Return, unchanged, every line from the one containing "[tag] building roof (a dot for each instance)" down to the end of the entries, both ends included.

** Start of RECORDS PROVIDED **

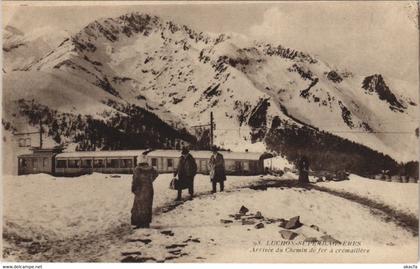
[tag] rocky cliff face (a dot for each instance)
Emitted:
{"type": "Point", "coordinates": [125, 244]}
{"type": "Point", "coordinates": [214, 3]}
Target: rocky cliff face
{"type": "Point", "coordinates": [181, 75]}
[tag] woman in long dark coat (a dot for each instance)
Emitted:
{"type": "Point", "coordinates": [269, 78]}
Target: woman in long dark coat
{"type": "Point", "coordinates": [217, 170]}
{"type": "Point", "coordinates": [142, 187]}
{"type": "Point", "coordinates": [186, 171]}
{"type": "Point", "coordinates": [303, 167]}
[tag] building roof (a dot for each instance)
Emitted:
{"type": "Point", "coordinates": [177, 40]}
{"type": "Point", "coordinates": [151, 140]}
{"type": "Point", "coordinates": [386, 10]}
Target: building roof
{"type": "Point", "coordinates": [97, 154]}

** End of RECORDS PROVIDED **

*RESULT OF THE TASK*.
[tag] building roof (a dot for each instance)
Emitted:
{"type": "Point", "coordinates": [177, 40]}
{"type": "Point", "coordinates": [151, 140]}
{"type": "Point", "coordinates": [386, 10]}
Target: building roof
{"type": "Point", "coordinates": [97, 154]}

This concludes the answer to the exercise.